Records drawn from a dataset
Content starts

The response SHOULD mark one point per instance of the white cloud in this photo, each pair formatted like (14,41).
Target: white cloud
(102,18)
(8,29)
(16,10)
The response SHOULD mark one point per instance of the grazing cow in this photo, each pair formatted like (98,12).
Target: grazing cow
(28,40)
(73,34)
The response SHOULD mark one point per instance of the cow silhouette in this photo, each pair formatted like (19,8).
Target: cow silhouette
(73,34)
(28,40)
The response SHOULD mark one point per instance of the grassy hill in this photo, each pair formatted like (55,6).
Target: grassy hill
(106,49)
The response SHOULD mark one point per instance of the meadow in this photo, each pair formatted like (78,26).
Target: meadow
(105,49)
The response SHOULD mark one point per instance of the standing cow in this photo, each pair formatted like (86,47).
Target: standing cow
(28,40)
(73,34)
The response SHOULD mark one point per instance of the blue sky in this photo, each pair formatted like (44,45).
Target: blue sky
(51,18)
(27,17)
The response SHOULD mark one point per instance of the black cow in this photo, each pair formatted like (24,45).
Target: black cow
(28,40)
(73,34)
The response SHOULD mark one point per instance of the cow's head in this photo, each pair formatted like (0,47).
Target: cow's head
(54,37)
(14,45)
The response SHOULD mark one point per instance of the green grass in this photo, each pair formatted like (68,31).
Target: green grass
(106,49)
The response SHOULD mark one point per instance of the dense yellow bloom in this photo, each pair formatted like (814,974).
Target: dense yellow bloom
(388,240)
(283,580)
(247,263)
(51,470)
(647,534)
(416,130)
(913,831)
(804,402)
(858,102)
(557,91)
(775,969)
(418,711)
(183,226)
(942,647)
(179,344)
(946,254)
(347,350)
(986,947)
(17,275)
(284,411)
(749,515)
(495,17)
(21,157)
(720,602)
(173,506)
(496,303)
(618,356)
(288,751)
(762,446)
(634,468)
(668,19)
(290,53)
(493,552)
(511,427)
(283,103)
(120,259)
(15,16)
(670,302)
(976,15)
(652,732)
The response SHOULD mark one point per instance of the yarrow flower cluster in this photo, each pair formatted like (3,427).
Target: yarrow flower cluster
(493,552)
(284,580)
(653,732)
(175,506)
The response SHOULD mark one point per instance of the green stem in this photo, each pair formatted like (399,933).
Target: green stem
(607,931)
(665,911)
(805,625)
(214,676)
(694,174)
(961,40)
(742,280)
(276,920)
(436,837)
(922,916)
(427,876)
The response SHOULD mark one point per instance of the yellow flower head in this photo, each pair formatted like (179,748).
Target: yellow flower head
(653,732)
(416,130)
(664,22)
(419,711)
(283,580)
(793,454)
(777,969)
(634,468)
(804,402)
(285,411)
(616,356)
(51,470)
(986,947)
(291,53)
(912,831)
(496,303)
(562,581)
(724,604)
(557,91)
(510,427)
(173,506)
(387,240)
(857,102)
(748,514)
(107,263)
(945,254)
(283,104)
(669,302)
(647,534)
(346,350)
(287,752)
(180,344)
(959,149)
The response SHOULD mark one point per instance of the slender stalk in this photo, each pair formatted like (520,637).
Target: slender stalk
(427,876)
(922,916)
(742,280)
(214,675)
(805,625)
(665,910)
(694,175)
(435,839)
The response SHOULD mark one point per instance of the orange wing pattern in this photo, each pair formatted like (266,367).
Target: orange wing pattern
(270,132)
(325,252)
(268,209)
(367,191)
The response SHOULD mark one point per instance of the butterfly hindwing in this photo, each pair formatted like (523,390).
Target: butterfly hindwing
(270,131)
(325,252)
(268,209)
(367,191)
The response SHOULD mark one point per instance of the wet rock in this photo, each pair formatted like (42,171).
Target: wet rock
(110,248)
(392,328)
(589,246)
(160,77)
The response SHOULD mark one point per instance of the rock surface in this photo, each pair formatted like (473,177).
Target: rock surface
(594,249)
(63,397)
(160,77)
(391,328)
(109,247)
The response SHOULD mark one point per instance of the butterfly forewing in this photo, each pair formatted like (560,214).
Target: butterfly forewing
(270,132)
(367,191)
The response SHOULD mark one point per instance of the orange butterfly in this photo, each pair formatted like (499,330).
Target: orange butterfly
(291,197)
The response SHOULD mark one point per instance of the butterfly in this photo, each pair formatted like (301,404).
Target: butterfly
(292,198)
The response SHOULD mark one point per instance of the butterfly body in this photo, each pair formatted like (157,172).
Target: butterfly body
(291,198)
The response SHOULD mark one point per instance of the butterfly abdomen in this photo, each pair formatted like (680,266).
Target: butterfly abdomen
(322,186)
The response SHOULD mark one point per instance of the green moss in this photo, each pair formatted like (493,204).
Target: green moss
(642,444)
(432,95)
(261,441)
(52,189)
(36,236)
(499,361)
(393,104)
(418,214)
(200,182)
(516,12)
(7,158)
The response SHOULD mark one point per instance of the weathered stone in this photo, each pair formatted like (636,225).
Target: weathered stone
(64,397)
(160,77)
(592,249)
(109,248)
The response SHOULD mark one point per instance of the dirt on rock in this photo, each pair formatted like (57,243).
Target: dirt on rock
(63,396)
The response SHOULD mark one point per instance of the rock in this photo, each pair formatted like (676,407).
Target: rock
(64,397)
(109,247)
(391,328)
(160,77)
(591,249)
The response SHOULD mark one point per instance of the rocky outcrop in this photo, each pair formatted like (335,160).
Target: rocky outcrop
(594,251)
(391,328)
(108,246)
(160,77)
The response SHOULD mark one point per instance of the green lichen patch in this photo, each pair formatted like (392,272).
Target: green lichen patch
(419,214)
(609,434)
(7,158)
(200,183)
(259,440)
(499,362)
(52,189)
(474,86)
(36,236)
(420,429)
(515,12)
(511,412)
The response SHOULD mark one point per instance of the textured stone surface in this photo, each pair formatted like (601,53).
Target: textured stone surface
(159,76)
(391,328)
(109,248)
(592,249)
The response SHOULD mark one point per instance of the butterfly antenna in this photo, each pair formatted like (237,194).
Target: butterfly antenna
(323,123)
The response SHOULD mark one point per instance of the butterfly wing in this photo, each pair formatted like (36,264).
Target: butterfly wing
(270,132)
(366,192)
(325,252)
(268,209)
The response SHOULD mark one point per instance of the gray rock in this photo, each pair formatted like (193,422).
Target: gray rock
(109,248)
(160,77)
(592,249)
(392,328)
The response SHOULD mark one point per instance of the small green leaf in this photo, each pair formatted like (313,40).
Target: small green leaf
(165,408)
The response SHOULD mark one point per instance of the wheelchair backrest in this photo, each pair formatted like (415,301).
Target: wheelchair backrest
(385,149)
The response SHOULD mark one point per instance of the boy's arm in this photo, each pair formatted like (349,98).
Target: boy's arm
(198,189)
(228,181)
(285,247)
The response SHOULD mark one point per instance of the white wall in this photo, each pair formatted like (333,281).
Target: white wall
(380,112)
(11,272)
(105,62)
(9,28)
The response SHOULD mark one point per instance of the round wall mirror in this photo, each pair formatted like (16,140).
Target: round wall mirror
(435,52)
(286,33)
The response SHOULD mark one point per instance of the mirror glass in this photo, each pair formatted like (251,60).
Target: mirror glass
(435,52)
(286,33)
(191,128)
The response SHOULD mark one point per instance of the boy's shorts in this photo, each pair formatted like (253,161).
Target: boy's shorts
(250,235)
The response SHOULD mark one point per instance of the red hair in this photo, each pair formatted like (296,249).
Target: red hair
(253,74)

Content ends

Work order: In your response, give all the records again with nothing altered.

Written answer:
The response SHOULD mark one point per instance of the white cloud in this photo, each pair formatted like (14,41).
Target: white cloud
(102,18)
(8,29)
(16,10)
The response SHOULD mark one point per instance of the grazing cow in this photo, each pair formatted like (98,12).
Target: grazing cow
(28,40)
(73,34)
The response SHOULD mark one point per instance of the cow silhouette in this photo, each pair formatted like (19,8).
Target: cow silhouette
(73,34)
(28,40)
The response SHOULD mark one point per instance of the grassy hill in this photo, each pair formatted like (55,6).
Target: grassy hill
(106,49)
The response SHOULD mark one point per instance of the meadow in this photo, each pair formatted like (78,26).
Target: meadow
(105,49)
The response SHOULD mark one point per instance of the standing cow in this photo, each pair formatted like (86,47).
Target: standing cow
(28,40)
(73,34)
The response SHOULD mark one point per instance of the blue sky in this photo, each pair formatted like (44,45).
Target: blue sky
(51,18)
(27,17)
The response SHOULD mark one point per instance of the black cow in this photo, each pair formatted like (24,45).
Target: black cow
(28,40)
(73,34)
The response SHOULD mark one point per instance of the cow's head in this photo, each pair formatted like (0,47).
Target: cow's head
(54,37)
(14,45)
The response SHOULD mark one point per instance of the green grass in this photo, each pair formatted like (68,31).
Target: green grass
(106,49)
The response SHOULD mark one point per instance of the dense yellow bloom in this photo, each pair formatted like (814,974).
Target: dense yellow bloom
(388,240)
(283,580)
(247,263)
(51,470)
(647,534)
(416,130)
(913,831)
(804,402)
(858,102)
(557,91)
(775,969)
(418,711)
(183,226)
(942,647)
(179,344)
(946,254)
(347,350)
(986,947)
(17,275)
(284,411)
(749,515)
(495,17)
(21,157)
(720,602)
(173,506)
(496,303)
(618,356)
(288,751)
(762,446)
(634,468)
(668,19)
(290,53)
(493,552)
(511,427)
(283,103)
(120,259)
(15,16)
(670,302)
(976,15)
(652,732)
The response SHOULD mark one point per instance of the yarrow flower cluster in this photo, each pair formatted like (3,427).
Target: yarrow flower cluster
(493,552)
(284,580)
(653,732)
(175,506)
The response SHOULD mark one point per instance of the green stem in this photo, each pair formatted like (399,933).
Target: green stem
(607,931)
(665,911)
(805,625)
(214,676)
(694,174)
(961,40)
(742,280)
(276,920)
(436,837)
(922,916)
(427,876)
The response SHOULD mark one point per instance of the yellow flower head in this photo, each pair formatted like (179,748).
Target: yellow flower head
(653,732)
(416,130)
(664,22)
(419,711)
(283,580)
(793,454)
(777,969)
(634,468)
(804,402)
(285,411)
(616,356)
(51,470)
(986,947)
(291,53)
(912,831)
(496,303)
(562,581)
(724,604)
(557,91)
(510,427)
(173,506)
(387,240)
(857,102)
(748,514)
(107,263)
(945,254)
(283,104)
(669,302)
(647,534)
(346,350)
(287,752)
(180,344)
(959,149)
The response SHOULD mark one point per instance of the slender stalk in this photo, each pair formatted like (520,637).
Target: slender stalk
(427,876)
(922,916)
(742,280)
(214,675)
(805,625)
(665,910)
(694,175)
(435,839)
The response SHOULD mark one point per instance of the orange wing pattern in this photo, each pair formatted like (266,367).
Target: orange wing pattern
(270,132)
(325,252)
(268,209)
(367,191)
The response SHOULD mark one point per instance of the butterfly hindwing in this photo, each pair formatted like (523,390).
Target: butterfly hindwing
(270,131)
(325,252)
(268,209)
(367,191)
The response SHOULD mark one point per instance of the wet rock in this photo, each pair formatted like (42,171).
Target: wet rock
(110,248)
(392,328)
(589,246)
(160,77)
The response SHOULD mark one point per instance of the rock surface in this photo, each pair formatted like (473,177).
Target: rock surface
(594,249)
(63,397)
(160,77)
(391,328)
(109,247)
The response SHOULD mark one point per instance of the butterfly forewing in this photo, each pair formatted like (560,214).
Target: butterfly forewing
(270,132)
(367,191)
The response SHOULD mark one point per instance of the orange butterfly in this photo, each pair formatted like (499,330).
Target: orange butterfly
(291,197)
The response SHOULD mark one point per instance of the butterfly in this photo, each pair formatted like (301,404).
Target: butterfly
(292,198)
The response SHOULD mark one point per instance of the butterfly body in this photo, each pair formatted like (157,172).
Target: butterfly body
(291,198)
The response SHOULD mark one point per instance of the butterfly abdomen in this photo, each pair formatted like (680,266).
Target: butterfly abdomen
(322,186)
The response SHOULD mark one point per instance of the green moss in this photo, each pair formatted like (493,204).
Target: green moss
(642,444)
(432,95)
(261,441)
(52,189)
(36,236)
(499,361)
(393,104)
(418,214)
(200,182)
(516,12)
(7,158)
The response SHOULD mark one point per instance of the weathered stone in this photo, each pair formatted like (636,225).
Target: weathered stone
(64,397)
(160,77)
(592,249)
(109,248)
The response SHOULD mark one point per instance of the dirt on rock in this photo, each pair formatted like (57,243).
Target: dirt on rock
(63,396)
The response SHOULD mark one point per instance of the rock in this photo, each pair formatted like (676,407).
Target: rock
(64,397)
(109,247)
(391,328)
(160,77)
(591,249)
The response SHOULD mark one point per instance of the rocky outcrop in this photo, each pair formatted like (335,160).
Target: rocky outcrop
(594,251)
(391,328)
(108,246)
(160,77)
The response SHOULD mark one point per instance of the green lichen patch in this photo, each pair formatted like (392,272).
Target: green lichen patch
(419,214)
(609,434)
(7,158)
(200,183)
(259,440)
(499,362)
(52,189)
(474,86)
(36,236)
(420,429)
(515,12)
(511,412)
The response SHOULD mark one point per instance of the textured stone surface in this photo, each pair formatted like (601,53).
Target: textured stone surface
(159,76)
(391,328)
(109,248)
(592,249)
The response SHOULD mark one point per instance of the butterfly antenna in this photo, each pair formatted like (237,194).
Target: butterfly antenna
(323,123)
The response SHOULD mark one point per instance of the butterfly wing in this photo, each pair formatted like (36,264).
Target: butterfly wing
(270,132)
(366,192)
(325,252)
(268,209)
The response SHOULD mark one point per instance of the gray rock in this photo, each pair formatted like (193,422).
Target: gray rock
(109,248)
(160,77)
(592,249)
(392,328)
The response SHOULD mark one point per instance of the small green leaf in this photo, each pair formatted like (313,40).
Target: small green leaf
(165,408)
The response SHOULD mark one point per instance of the wheelchair backrest in this photo, each pair formatted like (415,301).
Target: wheelchair backrest
(385,149)
The response SHOULD mark one point per instance of the boy's arm in this photo, each pair formatted like (349,98).
Target: boy's arm
(198,189)
(228,181)
(285,247)
The response SHOULD mark one point per instance of the white wall in this photo, each pair formatted like (333,281).
Target: white wall
(380,112)
(11,272)
(105,62)
(9,28)
The response SHOULD mark one point per instance of the round wall mirror in this photo, each pair formatted like (16,140).
Target: round wall mirror
(435,52)
(286,33)
The response SHOULD mark one point per instance of the mirror glass in this photo, each pair formatted like (251,60).
Target: mirror glass
(435,52)
(286,33)
(191,128)
The response SHOULD mark one point per instance of the boy's shorts in this photo, each pair formatted like (253,161).
Target: boy's shorts
(250,235)
The response SHOULD mark one point per instance of the red hair in this photo, each pair formatted like (296,249).
Target: red hair
(253,74)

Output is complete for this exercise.